→ Task material:
------------------------------------

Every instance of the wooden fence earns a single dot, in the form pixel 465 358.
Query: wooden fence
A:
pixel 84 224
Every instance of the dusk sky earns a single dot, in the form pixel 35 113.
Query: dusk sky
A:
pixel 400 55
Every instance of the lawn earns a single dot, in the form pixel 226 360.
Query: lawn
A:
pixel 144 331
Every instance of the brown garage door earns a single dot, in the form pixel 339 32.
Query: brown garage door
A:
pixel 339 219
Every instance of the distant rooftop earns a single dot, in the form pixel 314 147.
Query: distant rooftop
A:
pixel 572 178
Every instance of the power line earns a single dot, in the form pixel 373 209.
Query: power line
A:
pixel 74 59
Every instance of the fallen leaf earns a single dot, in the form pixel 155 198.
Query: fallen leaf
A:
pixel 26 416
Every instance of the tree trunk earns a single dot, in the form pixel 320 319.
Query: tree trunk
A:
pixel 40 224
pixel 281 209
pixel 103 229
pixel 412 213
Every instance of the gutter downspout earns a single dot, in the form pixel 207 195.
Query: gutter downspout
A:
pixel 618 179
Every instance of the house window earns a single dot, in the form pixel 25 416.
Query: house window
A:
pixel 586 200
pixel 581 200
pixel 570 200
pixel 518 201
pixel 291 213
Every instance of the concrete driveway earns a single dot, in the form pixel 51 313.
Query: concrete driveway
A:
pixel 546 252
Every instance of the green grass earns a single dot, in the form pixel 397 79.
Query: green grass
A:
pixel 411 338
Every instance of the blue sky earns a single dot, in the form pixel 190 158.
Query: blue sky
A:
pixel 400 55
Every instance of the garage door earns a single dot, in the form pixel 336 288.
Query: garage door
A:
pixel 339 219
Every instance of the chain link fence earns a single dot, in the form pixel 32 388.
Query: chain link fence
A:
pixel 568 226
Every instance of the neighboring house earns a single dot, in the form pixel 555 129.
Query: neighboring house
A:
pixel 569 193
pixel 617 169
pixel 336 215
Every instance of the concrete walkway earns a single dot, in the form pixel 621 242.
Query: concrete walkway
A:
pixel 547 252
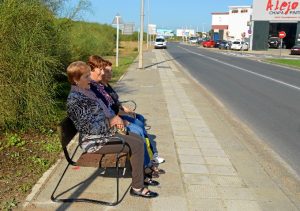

------------------------------------

Find every line in the records above that contains the word "downspout" and copy each of those lines in full. The match must use the same capitalization.

→ The completed task:
Every instance of the gutter downspout earns a single dot, in the form pixel 207 195.
Query: gutter downspout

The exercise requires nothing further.